REQUIREMENT:
Reproduce exactly the lines below, starting with the line that contains "Task: indicate one point on every instance of the anal" and ending with the last line of the records, both included, and nothing else.

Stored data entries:
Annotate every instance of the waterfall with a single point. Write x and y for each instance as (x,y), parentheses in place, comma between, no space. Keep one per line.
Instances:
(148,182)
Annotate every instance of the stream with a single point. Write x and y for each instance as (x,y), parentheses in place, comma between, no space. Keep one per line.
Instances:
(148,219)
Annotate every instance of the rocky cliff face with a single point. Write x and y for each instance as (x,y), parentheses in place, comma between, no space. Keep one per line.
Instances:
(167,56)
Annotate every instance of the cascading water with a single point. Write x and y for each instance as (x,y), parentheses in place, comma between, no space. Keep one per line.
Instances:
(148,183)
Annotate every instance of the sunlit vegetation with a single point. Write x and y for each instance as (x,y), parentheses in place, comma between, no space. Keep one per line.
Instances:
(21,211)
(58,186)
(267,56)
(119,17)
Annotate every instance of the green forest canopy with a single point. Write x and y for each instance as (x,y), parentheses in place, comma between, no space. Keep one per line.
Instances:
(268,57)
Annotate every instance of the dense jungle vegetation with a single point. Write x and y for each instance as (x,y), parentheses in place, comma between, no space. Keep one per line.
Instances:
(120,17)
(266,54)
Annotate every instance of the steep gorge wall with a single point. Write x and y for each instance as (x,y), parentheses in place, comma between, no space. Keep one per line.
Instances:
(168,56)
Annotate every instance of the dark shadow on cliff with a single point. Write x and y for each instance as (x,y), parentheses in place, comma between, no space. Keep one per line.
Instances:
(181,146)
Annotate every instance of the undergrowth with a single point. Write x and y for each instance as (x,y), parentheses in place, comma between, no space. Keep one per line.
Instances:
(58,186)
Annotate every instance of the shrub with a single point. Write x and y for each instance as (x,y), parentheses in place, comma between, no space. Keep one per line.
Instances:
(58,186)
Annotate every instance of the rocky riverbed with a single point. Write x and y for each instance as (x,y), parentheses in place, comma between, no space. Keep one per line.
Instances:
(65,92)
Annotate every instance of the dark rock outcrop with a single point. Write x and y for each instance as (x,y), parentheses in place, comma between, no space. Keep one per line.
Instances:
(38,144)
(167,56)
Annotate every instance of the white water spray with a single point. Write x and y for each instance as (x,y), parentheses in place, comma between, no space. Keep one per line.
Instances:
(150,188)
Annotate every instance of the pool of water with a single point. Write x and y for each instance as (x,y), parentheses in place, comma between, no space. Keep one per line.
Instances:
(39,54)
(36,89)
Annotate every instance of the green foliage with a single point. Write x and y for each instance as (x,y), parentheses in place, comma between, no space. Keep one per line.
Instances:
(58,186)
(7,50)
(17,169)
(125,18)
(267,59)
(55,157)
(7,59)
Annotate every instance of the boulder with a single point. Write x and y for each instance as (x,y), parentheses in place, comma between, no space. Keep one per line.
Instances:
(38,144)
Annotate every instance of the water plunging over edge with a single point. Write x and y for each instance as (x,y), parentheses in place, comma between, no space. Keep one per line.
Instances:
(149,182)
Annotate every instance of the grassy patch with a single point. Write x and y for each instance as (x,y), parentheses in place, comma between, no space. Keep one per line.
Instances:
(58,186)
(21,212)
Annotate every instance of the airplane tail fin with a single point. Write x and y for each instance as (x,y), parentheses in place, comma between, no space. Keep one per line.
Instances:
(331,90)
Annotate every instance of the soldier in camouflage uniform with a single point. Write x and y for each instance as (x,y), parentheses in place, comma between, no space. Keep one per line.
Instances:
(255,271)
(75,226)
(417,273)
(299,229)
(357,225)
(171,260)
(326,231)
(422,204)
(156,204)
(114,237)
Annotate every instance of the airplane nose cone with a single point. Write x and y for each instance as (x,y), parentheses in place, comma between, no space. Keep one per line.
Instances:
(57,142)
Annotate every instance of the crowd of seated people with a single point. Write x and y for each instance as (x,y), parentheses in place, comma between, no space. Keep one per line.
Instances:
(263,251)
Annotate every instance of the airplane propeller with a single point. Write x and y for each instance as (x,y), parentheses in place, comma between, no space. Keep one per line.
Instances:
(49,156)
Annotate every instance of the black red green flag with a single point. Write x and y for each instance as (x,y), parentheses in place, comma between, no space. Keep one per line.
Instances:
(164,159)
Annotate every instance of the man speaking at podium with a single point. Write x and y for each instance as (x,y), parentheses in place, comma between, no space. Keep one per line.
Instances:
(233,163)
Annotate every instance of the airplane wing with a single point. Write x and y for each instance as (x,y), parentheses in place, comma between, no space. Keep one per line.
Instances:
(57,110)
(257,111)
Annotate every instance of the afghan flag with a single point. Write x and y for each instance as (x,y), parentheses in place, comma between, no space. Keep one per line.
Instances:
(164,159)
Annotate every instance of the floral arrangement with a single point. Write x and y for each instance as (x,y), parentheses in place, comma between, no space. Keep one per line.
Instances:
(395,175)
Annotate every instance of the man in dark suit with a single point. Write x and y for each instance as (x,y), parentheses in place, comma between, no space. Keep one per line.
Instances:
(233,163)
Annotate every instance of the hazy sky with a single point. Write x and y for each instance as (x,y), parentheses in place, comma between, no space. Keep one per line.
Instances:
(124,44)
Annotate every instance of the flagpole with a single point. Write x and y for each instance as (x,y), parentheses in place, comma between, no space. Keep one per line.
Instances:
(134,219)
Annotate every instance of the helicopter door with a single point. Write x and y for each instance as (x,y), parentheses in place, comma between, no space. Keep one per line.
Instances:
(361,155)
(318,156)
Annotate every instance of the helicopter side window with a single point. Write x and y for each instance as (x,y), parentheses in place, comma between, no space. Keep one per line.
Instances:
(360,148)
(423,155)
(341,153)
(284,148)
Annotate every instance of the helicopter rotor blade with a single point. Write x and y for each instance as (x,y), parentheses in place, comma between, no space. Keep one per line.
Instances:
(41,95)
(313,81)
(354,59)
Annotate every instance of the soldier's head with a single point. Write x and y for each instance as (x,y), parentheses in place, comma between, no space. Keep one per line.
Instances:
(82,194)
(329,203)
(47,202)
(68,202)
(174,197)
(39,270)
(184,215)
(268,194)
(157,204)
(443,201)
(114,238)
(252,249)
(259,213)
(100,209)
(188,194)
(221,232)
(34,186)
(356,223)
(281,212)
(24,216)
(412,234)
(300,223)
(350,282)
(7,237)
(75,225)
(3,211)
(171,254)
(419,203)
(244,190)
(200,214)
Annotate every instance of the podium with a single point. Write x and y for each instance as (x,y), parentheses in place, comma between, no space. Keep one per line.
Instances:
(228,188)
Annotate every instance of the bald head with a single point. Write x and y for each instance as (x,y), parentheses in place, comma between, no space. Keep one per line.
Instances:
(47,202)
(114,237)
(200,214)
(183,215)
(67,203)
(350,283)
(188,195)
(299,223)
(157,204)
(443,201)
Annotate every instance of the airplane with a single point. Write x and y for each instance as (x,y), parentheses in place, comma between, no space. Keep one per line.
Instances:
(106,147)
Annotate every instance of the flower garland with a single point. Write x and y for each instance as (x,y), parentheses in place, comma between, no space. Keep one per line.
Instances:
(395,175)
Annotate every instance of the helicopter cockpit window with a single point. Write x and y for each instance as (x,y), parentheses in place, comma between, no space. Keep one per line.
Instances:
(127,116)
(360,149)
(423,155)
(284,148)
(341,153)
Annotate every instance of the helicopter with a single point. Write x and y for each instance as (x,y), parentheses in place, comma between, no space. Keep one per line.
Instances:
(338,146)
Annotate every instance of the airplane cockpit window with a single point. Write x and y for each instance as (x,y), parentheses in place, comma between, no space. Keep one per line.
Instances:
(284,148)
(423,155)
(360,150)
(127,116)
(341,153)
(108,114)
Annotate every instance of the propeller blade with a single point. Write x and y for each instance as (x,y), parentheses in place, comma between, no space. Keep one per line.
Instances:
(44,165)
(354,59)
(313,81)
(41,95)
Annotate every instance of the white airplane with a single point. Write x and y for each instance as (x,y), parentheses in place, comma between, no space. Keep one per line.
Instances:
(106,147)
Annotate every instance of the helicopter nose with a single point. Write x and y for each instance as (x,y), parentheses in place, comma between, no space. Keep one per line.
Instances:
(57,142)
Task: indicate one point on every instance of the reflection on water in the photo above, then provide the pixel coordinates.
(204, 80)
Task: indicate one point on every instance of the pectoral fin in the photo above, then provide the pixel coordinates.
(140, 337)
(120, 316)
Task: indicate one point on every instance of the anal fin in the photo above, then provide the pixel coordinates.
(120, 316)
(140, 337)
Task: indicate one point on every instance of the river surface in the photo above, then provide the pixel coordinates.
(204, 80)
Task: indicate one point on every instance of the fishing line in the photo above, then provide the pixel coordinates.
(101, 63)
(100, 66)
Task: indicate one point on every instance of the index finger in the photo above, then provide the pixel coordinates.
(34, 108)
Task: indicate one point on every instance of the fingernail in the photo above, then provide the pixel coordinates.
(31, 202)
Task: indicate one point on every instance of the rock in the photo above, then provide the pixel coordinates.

TASK SOLUTION:
Task: indicate one point on every instance of the anal fin in the photo above, then provide the pixel coordinates.
(120, 316)
(140, 337)
Task: indicate one point on every instance of the river surface in the photo above, then provide the pixel coordinates.
(204, 80)
Task: indicate one point on every instance of the fishing line in the photo above, then provide the pixel coordinates.
(101, 63)
(100, 66)
Task: indicate one point on every instance of the index finger in the photo above, then provide the pixel coordinates.
(34, 108)
Task: indicate one point on every instance of the fingernail in the photo above, then provide the pixel coordinates.
(31, 202)
Task: indicate one point on every instance of the rock in the photo above, then provide the pixel coordinates.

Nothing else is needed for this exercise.